● **What this task involves**
Extract every line below and copy each one word for word, with nothing changed.

## BEGIN

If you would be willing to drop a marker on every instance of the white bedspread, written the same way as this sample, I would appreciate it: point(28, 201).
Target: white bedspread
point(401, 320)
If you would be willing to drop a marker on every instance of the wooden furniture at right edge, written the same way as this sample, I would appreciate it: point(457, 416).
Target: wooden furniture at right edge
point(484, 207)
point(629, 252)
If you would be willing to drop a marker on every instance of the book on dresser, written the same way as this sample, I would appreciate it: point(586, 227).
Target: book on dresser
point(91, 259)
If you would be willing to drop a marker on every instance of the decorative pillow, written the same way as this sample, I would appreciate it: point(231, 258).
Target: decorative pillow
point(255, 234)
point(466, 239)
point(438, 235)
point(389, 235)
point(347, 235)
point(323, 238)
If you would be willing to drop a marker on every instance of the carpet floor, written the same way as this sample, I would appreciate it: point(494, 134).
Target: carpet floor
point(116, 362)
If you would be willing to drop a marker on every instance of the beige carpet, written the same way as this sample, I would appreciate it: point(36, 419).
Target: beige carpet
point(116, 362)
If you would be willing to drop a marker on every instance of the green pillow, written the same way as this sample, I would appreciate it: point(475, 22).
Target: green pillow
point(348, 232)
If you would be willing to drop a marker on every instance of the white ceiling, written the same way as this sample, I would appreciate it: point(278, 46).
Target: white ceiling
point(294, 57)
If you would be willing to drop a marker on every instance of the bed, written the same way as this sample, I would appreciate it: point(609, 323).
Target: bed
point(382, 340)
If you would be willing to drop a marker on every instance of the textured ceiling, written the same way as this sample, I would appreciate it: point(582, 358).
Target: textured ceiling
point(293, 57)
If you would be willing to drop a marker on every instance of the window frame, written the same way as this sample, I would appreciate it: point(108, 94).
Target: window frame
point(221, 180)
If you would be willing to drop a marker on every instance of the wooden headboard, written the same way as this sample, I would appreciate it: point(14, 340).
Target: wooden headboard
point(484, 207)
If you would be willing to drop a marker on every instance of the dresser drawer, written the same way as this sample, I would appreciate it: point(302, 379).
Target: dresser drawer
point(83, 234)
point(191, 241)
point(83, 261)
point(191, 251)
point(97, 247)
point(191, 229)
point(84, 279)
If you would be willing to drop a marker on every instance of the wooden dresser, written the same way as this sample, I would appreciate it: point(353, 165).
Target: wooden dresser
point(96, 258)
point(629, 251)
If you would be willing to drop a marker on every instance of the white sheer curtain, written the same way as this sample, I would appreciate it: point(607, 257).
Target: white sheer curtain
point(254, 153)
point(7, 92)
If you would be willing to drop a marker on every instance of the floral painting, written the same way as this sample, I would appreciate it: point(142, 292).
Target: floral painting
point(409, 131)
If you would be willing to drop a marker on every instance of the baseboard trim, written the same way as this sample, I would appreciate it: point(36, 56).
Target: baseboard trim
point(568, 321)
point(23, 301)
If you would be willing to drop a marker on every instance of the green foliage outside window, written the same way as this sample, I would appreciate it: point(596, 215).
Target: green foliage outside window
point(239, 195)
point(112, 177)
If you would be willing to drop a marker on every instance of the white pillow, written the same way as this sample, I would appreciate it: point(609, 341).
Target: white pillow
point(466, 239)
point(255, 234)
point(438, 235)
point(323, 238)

## END

● **Problem solution**
If you would be willing to drop a marker on every instance of the white bedspread, written the same way as this sample, I would appreciate it: point(28, 201).
Target: white bedspread
point(401, 320)
If you would be willing to drop a marker on every instance of the wooden furniture at right edge, written the same way as this sample, I would appreciate it: point(457, 416).
Target: wooden furniture at right edge
point(484, 207)
point(629, 252)
If you would be willing to drop a marker on every instance of the book on dresser, written the same way as this sample, I would appreciate it: point(586, 227).
Target: book on dresser
point(91, 259)
If you would be willing to drop a marker on every instance of the decorative pillow, written the same way as this sample, I would appreciate it: point(231, 258).
Target: decorative pillow
point(255, 234)
point(466, 239)
point(438, 235)
point(389, 235)
point(347, 235)
point(323, 238)
If you would be willing to drop a marker on every instance of the carpet floor, written the same way as this sample, I would appreciate it: point(494, 134).
Target: carpet floor
point(116, 362)
If you would be willing to drop a marker on every instance of the beige carpet, written the same way as this sample, I would appreciate it: point(36, 419).
Target: beige carpet
point(116, 362)
If you would be willing to drop a marker on every instance of the green pillow, written the same way as this sample, I would appreciate it: point(475, 22).
Target: green pillow
point(348, 232)
If you would be willing to drop a marker on every instance of the white ceiling, written the same way as this sample, I would appreciate it: point(278, 46).
Target: white ceiling
point(294, 57)
If you would be willing to drop a marker on every instance of the bed, written the same way as this sample, I would appreciate it: point(609, 323).
Target: bed
point(382, 340)
If you would be willing to drop a marker on every instance of the textured ceiling, written the same way as this sample, I would appreciate it: point(582, 358).
Target: textured ceiling
point(293, 57)
If you would be willing to drop a marker on every instance of the window frame, written the same way as this sample, I would appreciate it: point(108, 94).
Target: window frame
point(221, 180)
If you would be willing to drop a marker on every instance of the wooden headboard, written the same way as this sample, I would appreciate it: point(14, 340).
Target: wooden headboard
point(484, 207)
If you would be willing to drop a marker on every instance of the dresser drawer, written the same way as this sample, I would appreciate it: point(302, 379).
Target: dresser drawer
point(83, 234)
point(191, 241)
point(83, 261)
point(191, 251)
point(97, 247)
point(191, 229)
point(84, 279)
If you would be willing to drop a marker on every instance of the wooden dresser, written the same way as this sample, I would appreciate it: point(353, 165).
Target: wooden dresser
point(96, 258)
point(629, 251)
If you would be willing to drop a marker on every instance of the white sheer curtain, written the same way as this sample, I would appreciate it: point(607, 257).
Target: white sheer curtain
point(254, 153)
point(7, 92)
If you would be willing to drop a marker on every instance of the floral painting, written the same way as this sample, I would appreciate it: point(142, 292).
Target: floral painting
point(409, 131)
If you would be willing to drop a marker on every instance of the baseboard trim, written the same way as this sample, I would appreciate it: point(36, 56).
Target: baseboard trim
point(568, 321)
point(23, 301)
If you would be willing to drop a marker on every instance of the green foliage outside window, written the same way as this sample, I would appreciate it: point(596, 215).
Target: green foliage outside window
point(239, 195)
point(112, 177)
If you would be willing to drop a marker on every instance of the white pillow, written the same way as this sample, I would appreciate it: point(609, 341).
Target: white pillow
point(466, 239)
point(255, 234)
point(438, 235)
point(323, 238)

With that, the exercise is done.